====== DATASET RECORDS ======

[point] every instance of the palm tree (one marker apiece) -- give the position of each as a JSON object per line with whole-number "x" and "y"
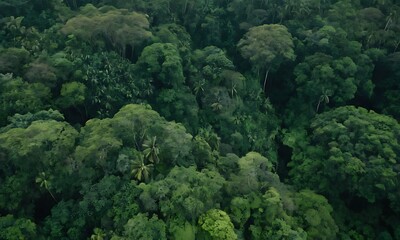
{"x": 199, "y": 86}
{"x": 323, "y": 98}
{"x": 217, "y": 106}
{"x": 43, "y": 181}
{"x": 151, "y": 150}
{"x": 140, "y": 170}
{"x": 98, "y": 234}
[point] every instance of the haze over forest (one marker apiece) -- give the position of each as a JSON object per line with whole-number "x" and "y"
{"x": 200, "y": 119}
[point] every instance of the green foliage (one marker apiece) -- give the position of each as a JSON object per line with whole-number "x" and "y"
{"x": 313, "y": 213}
{"x": 20, "y": 228}
{"x": 110, "y": 83}
{"x": 72, "y": 94}
{"x": 18, "y": 96}
{"x": 116, "y": 27}
{"x": 267, "y": 45}
{"x": 161, "y": 63}
{"x": 352, "y": 148}
{"x": 184, "y": 193}
{"x": 142, "y": 227}
{"x": 217, "y": 225}
{"x": 115, "y": 167}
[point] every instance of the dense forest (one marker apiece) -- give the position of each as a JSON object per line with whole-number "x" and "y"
{"x": 200, "y": 119}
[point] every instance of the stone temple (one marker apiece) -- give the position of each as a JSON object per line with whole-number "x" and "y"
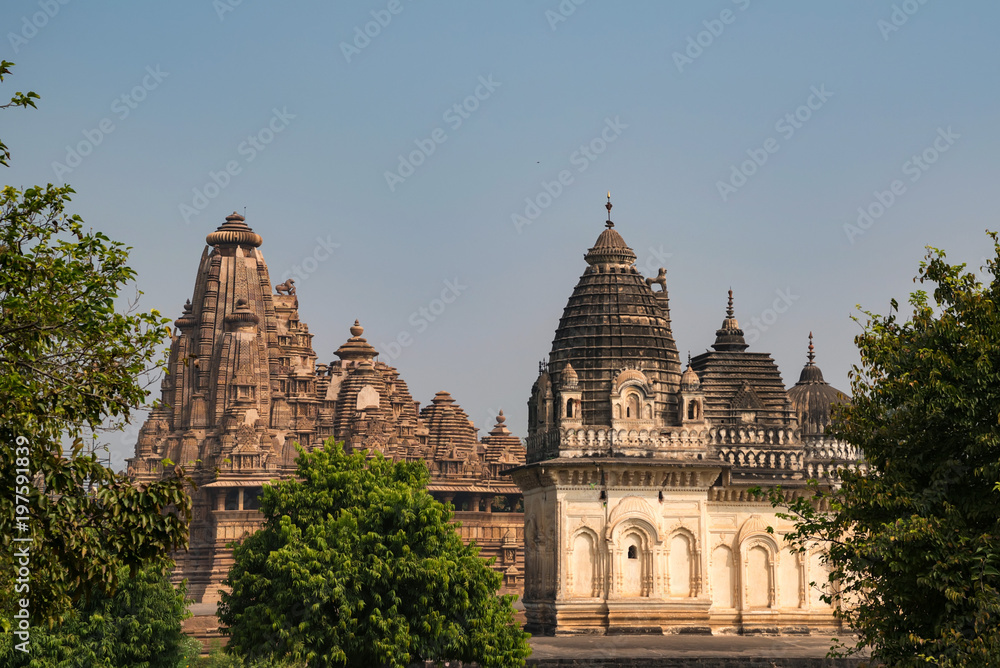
{"x": 637, "y": 513}
{"x": 244, "y": 386}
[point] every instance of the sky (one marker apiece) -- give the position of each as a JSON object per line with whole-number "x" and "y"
{"x": 438, "y": 170}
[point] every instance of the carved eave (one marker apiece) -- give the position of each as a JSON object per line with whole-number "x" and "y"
{"x": 611, "y": 473}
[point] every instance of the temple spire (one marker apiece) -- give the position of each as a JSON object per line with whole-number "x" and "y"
{"x": 729, "y": 337}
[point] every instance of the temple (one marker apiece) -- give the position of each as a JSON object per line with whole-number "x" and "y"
{"x": 244, "y": 386}
{"x": 638, "y": 514}
{"x": 628, "y": 511}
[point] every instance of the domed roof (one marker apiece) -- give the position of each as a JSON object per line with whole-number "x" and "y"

======

GIVEN PROBLEM => Every entry above needs to be retyped exactly; drop the pictures.

ANSWER FOR THIS EXERCISE =>
[point] every instance of the palm tree (one marker apiece) -- give the position of each as a JSON object per line with whole-number "x" and "y"
{"x": 199, "y": 86}
{"x": 323, "y": 98}
{"x": 217, "y": 106}
{"x": 43, "y": 181}
{"x": 151, "y": 150}
{"x": 140, "y": 170}
{"x": 98, "y": 234}
[point] every instance of the haze over forest (one marker apiece) -- give the position of each as a JSON object per line with whole-number "x" and "y"
{"x": 200, "y": 119}
[point] every instance of the green foliage (one marker apiece) -- give the position of each as a JSON object per line with whole-number "x" and "y"
{"x": 313, "y": 213}
{"x": 20, "y": 228}
{"x": 110, "y": 83}
{"x": 72, "y": 94}
{"x": 18, "y": 96}
{"x": 116, "y": 27}
{"x": 267, "y": 45}
{"x": 161, "y": 63}
{"x": 352, "y": 148}
{"x": 184, "y": 193}
{"x": 142, "y": 227}
{"x": 217, "y": 225}
{"x": 115, "y": 167}
[point] every instance of the dense forest (one marker apiece) -- give the position of each as a JSON object per line with whole-number "x" and "y"
{"x": 200, "y": 119}
[point] every instance of the stone temple (one marker apiece) -- give the position of each as a JSON object per line with whole-number "x" and "y"
{"x": 637, "y": 513}
{"x": 244, "y": 386}
[point] every instance of the sky (one marker apiece) -- give the position of each as a JSON object per line with whole-number "x" and "y"
{"x": 438, "y": 170}
[point] every instance of the carved eave (one marker apiece) -- give the position of each as a JSON object per line with whole-number "x" and "y"
{"x": 611, "y": 473}
[point] every instance of the temple spire (one marker apiece) -- give the position of each as a JSON object per line with whole-number "x" and "y"
{"x": 729, "y": 337}
[point] every instance of the temple (one marker apiece) -- give the position of each as a JSON object per line with whole-number "x" and "y"
{"x": 244, "y": 386}
{"x": 638, "y": 514}
{"x": 628, "y": 511}
[point] every instance of the domed roof (one marker apiece) -- give the position of each as a JSON object per line with whole-number "x" and "y"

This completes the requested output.